(Point-labeling examples)
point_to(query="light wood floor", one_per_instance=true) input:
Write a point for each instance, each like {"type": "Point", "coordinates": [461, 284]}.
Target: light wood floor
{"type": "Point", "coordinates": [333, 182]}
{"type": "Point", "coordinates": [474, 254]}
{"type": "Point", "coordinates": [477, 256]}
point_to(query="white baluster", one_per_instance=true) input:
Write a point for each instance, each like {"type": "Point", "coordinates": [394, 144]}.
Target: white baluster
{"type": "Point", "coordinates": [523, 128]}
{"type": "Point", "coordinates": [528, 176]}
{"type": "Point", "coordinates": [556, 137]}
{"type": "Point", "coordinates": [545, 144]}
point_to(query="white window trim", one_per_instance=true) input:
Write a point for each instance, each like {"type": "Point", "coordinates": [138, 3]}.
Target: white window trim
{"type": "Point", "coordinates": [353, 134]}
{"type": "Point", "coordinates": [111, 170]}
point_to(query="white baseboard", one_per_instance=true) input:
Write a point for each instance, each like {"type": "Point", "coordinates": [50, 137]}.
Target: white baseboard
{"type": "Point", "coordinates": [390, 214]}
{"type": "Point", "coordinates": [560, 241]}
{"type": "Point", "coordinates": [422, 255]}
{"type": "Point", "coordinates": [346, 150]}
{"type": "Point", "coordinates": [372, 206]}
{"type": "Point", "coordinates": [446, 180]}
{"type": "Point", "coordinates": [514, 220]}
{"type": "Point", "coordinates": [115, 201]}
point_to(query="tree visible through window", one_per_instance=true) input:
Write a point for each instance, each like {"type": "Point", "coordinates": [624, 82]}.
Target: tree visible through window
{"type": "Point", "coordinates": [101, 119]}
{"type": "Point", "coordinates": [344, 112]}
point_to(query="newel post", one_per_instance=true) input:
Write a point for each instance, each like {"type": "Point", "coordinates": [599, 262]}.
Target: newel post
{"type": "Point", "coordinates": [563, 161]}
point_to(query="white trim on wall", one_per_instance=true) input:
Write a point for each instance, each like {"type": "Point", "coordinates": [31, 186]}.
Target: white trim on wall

- Written exercise
State how many lines of the records above contain the string "window". Reply with the number alone.

- Reply to the task
4